AIM 1 >> In the article on schooling a young jumping horse, what did George Morris make riders jump in counter canter?
──────── ARTICLE
And Winnie doesn’t just canter to her jump, she feels really good when she lands – but that doesn’t worry Michelle:
“If they want to play on landing, it means they are having a good time and as long as it is not being ridiculous, as long as they are not putting in huge pig roots, then it is best not to over react. If they are landing and just want to play, and you over-react, and grab them as soon as they land to stop them doing that, you affect the jump in mid-air. They are going to be waiting and anticipating that you will grab, and then you create a tightness. Just ride forward through the play. That’s one of the things about schooling a horse, bringing out its natural exuberance while still keeping it obedient, not crushing the horse.”
It was noticeable how Winnie’s canter had improved, and she was holding a lovely counter canter through the corners.
“She is getting a lot better balanced, a lot straighter, and counter canter is a great exercise to strengthen the gait because they use muscles in counter canter they don’t use in normal canter.
I like horses counter cantering in jumping lessons quite early. It’s not just strengthening, it’s a test of obedience too – you are keeping them in the ‘chute’. George Morris made us jump five-foot courses in counter canter for precisely that reason, it was difficult because all these automatic horses were hot to do flying changes, it was hard to keep them between your legs – discipline. Obviously, flying changes become very easy once you can do that.”
Having jumped the trot rail and the little fence once, Michelle lengthens the distance just a tad:
“The distance was a very steady six. She is actually starting to show a little more exuberance on landing. Before she landed and landed dead. Now she is starting to jump the cross rail and carry herself forward. You’ve got to remember that your first landing stride is your first stride to the next fence. Because she is landing and taking rein, and travelling from behind, then with this young horse, you don’t want to make that a negative. Her problem is that she doesn’t travel enough to her fences, she’s too fine between hand and leg, she’d much rather do six tiny strides than float down in five. So I just altered the distance a little to allow me to land and travel forward.”
────────────────
AIM 2 >> Rewrite everything in the rows from the line containing "of the yellow" down to the line containing "x=349, y=286", changing "red eyespot" to "orange eyespot" and keeping all else the same.
──────── RECORDS SHOWN
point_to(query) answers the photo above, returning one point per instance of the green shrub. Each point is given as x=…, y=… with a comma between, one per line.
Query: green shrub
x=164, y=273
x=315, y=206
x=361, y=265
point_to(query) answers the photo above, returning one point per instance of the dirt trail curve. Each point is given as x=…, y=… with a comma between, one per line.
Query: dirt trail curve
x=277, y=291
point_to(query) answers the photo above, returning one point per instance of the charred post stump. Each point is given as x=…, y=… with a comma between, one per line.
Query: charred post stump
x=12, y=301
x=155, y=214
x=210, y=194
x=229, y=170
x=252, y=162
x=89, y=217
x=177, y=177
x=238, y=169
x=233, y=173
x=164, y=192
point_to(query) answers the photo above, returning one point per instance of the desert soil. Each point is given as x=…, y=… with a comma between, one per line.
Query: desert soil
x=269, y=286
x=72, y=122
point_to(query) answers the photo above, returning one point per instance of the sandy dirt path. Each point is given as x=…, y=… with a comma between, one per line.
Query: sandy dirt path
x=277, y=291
────────────────
──────── RECORDS SHOWN
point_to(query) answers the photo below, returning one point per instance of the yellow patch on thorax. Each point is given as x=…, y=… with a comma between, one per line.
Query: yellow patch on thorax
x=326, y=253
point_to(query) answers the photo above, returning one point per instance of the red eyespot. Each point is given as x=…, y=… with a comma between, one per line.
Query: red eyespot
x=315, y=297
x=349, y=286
────────────────
──────── RECORDS SHOWN
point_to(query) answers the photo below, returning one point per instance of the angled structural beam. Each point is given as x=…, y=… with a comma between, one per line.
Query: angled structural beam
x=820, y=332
────────────────
CORRECT ANSWER 1 >> He made them jump five-foot courses in counter canter.

CORRECT ANSWER 2 >>
point_to(query) answers the photo below, returning one point per instance of the yellow patch on thorax. Each point is given as x=…, y=… with a comma between, one per line.
Query: yellow patch on thorax
x=326, y=253
point_to(query) answers the photo above, returning one point per instance of the orange eyespot. Each point is given as x=…, y=… with a comma between, one per line.
Query: orange eyespot
x=315, y=297
x=349, y=286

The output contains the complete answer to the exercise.